- _JOB 1_:
From the comments on deforestation below, reproduce the passage from "When i was a" up to and including "Very, very, sad.............".
- _JOB 2_:
In the comments on deforestation below, how long ago does the first writer say they were a teenager?
- _JOB 3_:
Extend the comments on deforestation below by writing what comes next after the last sentence.

- _DOCUMENT PASSAGE_:
#####

When i was a teenager almost 40 years ago we were already going through campaign against deforestation and what have done the politicians about it just the opposite of what was advised. Has it gotten any better no much worse!! It is up to everyone of us to get involved NOW in thinking thoroughly every action we take, every choice we make. Let's think green every second of our daily life.
Very, very, sad.............
I totally agree with Diany Y. comments... "What you can do for the planet": Have no more than 2 children Help the planet by having fewer children....***Deforestation has to STOP for all our sakes Its a reality, please act now before its too late! Please, please, please, STOP Deforestation.
Deforestation is bad for us and the planet. And yet humanity still fails to get it.

#####

- _SUPPLIED MATERIAL_:
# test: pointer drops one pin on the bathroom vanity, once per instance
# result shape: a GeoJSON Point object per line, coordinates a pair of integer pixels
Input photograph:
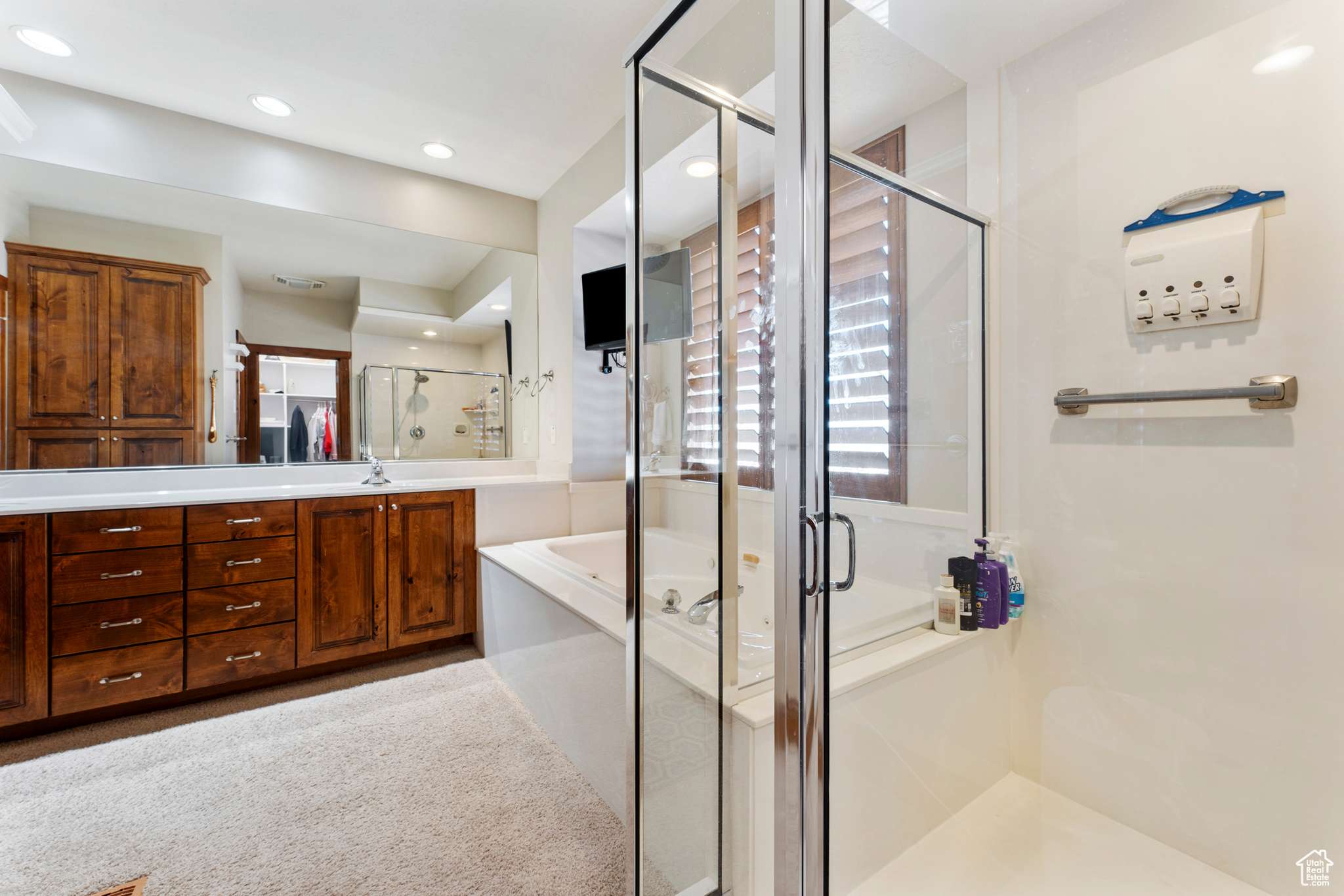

#####

- _EXERCISE OUTPUT 1_:
When i was a teenager almost 40 years ago we were already going through campaign against deforestation and what have done the politicians about it just the opposite of what was advised. Has it gotten any better no much worse!! It is up to everyone of us to get involved NOW in thinking thoroughly every action we take, every choice we make. Let's think green every second of our daily life.
Very, very, sad.............

- _EXERCISE OUTPUT 2_:
Almost 40 years ago.

- _EXERCISE OUTPUT 3_:
I agree with most of this, however: The author says humanity is on a fast-track to disaster caused by a fatal lack of wisdom. On the other hand, she asks us to trust humanity's systems to never fail us, for the power to never go out for good, and for solar radiation or pulse-generating detonations to always leave our personal computers and networks intact. Which is it? No hard copies, or a "death sentence" which connotes total system failure? Anybody who's experienced computer backup failures knows better. Meanwhile, the IRS won't accept scanned copies of receipts when they audit you. Printed documents can be kept much safer and some of them are required to sell a home, a boat, a car, etc. Mankind's (still rather primitive) toys and systems are not failsafe and neither is the net. Wasteful use of paper is indicative of careless attitudes toward the planet which can be solved through education (if it survives this rightward swing of the pendulum). But we still need hard copies.
Why is it that in these lists of "what you can do for the planet", one never sees the most important item: have no more than 2 children (or adopt). When will we connetct the dots? Will we wait until it is too late?
Why did they fail to add "... and don't have more than two children" to the list of things that we can all do to help reduce deforestation?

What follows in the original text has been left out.